Spatial localization data

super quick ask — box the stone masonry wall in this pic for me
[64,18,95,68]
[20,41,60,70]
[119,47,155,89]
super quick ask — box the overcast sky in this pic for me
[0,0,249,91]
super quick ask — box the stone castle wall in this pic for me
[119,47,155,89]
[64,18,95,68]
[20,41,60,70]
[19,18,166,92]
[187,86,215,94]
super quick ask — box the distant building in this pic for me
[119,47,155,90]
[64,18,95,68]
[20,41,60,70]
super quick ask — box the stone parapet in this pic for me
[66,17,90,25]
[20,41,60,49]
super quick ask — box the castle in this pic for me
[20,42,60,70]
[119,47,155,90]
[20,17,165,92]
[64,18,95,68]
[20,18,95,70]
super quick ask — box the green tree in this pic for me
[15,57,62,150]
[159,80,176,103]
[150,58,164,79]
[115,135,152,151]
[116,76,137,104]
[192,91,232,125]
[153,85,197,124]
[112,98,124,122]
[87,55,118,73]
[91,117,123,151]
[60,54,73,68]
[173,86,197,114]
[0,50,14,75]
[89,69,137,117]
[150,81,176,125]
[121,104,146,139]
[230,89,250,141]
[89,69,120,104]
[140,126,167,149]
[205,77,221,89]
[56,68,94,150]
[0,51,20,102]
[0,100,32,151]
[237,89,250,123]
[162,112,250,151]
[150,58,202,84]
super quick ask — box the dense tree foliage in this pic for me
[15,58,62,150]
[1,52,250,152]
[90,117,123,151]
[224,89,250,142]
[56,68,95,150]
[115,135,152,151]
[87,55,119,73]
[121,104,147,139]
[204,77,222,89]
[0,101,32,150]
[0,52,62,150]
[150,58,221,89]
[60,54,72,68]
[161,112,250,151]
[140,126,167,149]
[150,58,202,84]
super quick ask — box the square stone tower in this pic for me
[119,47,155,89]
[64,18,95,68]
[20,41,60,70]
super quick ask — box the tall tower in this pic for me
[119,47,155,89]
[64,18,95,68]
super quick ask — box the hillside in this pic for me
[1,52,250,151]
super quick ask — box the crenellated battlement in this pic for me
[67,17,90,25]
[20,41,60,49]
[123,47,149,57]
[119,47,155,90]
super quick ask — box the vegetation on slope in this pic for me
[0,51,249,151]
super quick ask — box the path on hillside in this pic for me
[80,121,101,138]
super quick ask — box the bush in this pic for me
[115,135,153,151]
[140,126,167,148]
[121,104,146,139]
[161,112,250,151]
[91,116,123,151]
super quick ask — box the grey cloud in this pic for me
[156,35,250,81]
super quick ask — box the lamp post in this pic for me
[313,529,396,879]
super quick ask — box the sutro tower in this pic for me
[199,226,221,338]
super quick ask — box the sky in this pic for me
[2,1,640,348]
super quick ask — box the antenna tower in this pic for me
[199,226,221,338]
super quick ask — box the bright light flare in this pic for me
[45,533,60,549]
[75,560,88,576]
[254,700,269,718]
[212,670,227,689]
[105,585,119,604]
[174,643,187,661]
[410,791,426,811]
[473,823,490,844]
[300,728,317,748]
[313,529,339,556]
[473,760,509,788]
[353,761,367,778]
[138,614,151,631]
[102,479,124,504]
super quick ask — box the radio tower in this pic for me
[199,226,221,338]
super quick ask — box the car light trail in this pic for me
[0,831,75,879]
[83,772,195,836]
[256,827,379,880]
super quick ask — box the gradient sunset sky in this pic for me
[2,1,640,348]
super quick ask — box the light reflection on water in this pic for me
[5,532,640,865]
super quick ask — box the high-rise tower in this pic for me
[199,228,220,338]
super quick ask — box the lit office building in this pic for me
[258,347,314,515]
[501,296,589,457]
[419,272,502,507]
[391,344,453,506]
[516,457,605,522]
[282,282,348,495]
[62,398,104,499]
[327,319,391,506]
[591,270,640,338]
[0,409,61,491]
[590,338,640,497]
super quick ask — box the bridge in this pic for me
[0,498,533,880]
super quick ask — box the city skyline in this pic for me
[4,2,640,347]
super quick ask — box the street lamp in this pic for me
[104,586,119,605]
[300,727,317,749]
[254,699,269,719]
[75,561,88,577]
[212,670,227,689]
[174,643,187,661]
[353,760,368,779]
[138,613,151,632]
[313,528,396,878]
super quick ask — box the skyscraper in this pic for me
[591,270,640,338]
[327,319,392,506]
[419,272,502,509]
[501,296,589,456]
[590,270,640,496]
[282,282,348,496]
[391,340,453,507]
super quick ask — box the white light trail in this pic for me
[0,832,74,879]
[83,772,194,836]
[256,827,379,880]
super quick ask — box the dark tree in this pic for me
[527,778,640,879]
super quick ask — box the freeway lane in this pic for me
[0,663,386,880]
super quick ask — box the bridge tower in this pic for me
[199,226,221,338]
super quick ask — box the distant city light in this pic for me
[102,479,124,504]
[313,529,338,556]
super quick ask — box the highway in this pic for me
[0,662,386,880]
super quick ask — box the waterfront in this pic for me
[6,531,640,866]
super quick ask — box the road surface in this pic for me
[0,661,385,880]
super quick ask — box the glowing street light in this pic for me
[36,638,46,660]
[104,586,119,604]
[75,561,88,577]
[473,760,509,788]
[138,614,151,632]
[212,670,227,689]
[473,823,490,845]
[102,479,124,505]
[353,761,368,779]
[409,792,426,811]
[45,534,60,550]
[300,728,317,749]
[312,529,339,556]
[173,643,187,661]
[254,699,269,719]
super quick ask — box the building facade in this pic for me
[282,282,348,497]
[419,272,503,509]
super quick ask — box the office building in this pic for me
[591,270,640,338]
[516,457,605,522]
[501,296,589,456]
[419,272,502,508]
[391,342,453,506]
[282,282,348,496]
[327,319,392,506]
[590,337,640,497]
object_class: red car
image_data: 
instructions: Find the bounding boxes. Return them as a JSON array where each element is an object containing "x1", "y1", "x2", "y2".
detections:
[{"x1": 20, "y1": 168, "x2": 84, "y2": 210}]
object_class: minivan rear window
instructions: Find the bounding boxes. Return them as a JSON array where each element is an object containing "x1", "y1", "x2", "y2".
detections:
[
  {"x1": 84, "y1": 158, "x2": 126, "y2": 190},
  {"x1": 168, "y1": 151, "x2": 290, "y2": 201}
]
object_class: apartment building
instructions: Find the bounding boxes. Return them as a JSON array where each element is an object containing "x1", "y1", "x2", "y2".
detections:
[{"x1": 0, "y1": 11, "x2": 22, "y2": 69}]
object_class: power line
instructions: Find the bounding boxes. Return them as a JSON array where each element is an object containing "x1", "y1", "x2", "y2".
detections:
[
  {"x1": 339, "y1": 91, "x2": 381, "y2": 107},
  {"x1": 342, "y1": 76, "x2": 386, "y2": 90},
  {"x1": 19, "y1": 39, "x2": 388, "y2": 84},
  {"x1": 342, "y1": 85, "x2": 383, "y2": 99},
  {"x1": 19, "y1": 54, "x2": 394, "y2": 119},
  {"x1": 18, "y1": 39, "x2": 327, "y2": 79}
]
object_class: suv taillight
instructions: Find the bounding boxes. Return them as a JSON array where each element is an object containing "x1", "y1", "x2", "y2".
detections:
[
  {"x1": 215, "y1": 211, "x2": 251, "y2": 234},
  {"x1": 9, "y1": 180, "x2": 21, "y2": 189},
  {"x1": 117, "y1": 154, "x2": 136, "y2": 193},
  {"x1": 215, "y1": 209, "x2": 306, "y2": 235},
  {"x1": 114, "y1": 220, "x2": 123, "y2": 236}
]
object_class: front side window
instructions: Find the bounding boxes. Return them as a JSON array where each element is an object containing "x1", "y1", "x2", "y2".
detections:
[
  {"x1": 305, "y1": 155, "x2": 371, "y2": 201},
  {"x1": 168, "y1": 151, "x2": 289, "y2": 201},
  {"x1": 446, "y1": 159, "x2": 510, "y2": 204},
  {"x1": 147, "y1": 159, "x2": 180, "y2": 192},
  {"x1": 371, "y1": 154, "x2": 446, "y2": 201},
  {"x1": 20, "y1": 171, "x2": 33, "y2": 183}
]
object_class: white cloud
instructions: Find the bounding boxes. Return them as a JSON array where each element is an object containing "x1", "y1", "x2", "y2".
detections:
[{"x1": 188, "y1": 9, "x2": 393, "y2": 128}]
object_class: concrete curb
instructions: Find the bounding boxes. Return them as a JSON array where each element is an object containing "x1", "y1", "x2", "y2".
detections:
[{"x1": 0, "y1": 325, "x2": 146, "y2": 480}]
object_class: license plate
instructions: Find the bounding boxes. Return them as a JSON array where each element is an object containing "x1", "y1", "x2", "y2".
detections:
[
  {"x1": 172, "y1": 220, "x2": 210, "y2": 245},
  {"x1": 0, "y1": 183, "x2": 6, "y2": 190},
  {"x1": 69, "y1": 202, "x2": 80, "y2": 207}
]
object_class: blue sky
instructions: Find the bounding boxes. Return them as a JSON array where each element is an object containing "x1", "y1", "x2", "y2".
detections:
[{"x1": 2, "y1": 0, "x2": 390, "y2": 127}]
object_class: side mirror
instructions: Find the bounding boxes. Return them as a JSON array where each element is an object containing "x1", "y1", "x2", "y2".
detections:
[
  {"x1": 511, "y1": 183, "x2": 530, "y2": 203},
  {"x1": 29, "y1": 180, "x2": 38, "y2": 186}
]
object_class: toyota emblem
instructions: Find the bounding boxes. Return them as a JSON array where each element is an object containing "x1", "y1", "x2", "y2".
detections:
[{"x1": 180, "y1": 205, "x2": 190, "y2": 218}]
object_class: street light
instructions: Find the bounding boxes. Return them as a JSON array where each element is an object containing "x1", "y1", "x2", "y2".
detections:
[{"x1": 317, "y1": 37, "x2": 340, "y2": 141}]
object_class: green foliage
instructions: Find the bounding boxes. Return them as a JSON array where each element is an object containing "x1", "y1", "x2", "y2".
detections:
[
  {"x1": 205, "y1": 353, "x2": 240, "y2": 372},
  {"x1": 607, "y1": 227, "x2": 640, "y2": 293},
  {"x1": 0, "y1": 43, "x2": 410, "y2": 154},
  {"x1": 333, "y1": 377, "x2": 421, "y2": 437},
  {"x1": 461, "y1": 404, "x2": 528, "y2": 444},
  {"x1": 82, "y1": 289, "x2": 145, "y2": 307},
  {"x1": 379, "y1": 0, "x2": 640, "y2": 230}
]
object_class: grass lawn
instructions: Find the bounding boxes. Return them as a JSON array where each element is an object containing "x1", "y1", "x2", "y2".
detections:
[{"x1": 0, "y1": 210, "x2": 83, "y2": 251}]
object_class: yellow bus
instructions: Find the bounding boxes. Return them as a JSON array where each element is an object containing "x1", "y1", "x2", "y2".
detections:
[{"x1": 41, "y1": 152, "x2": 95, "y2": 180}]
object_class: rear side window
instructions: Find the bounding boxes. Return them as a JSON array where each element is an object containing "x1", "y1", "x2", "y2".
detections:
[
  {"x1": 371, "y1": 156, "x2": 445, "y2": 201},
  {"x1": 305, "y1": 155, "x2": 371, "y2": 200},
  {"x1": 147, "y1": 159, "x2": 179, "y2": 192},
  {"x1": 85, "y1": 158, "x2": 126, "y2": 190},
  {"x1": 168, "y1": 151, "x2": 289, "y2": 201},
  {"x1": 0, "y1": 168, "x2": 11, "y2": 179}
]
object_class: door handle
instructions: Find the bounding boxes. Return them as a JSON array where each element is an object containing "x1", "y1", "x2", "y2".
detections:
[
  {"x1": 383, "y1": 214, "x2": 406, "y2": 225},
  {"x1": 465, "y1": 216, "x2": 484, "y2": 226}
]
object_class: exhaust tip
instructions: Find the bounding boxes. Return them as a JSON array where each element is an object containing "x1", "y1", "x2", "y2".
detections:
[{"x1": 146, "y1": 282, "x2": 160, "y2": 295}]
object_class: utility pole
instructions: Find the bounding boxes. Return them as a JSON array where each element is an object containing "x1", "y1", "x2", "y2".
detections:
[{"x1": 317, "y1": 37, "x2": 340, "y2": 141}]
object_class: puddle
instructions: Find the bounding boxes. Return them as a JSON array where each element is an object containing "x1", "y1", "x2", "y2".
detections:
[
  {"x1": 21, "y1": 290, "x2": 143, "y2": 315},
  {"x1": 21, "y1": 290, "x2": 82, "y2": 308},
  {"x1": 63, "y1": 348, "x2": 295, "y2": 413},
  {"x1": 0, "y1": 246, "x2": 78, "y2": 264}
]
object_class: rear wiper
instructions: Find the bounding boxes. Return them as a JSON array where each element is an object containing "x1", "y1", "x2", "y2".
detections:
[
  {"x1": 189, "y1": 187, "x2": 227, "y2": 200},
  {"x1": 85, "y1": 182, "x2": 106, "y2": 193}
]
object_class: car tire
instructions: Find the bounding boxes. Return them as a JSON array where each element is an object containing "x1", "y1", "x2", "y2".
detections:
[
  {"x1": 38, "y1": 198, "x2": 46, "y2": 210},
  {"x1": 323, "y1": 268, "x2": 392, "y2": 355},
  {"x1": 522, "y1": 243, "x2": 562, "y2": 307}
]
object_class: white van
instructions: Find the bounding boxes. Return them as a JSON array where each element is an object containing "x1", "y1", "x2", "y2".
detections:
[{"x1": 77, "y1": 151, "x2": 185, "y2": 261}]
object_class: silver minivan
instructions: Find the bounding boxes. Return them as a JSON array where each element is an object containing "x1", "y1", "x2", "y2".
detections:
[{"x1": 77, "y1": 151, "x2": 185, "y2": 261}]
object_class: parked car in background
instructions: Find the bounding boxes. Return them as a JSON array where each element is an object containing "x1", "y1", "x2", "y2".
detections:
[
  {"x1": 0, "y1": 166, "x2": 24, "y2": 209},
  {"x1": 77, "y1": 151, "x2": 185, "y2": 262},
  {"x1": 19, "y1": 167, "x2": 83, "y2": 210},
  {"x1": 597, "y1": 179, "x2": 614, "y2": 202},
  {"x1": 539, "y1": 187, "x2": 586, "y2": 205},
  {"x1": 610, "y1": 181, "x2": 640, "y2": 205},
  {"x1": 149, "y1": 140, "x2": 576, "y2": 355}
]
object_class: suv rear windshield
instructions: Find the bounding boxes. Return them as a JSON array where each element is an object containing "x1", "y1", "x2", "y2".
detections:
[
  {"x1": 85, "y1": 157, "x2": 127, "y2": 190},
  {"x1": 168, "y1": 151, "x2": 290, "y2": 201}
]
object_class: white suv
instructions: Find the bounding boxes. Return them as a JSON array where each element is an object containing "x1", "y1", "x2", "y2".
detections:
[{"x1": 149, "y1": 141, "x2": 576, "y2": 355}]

■ **INSTRUCTIONS FOR THE TASK**
The expected answer is each line of the records above that includes the string "window".

■ **OUTPUT OF THE EXERCISE**
object_class: minivan rear window
object_class: front side window
object_class: rear side window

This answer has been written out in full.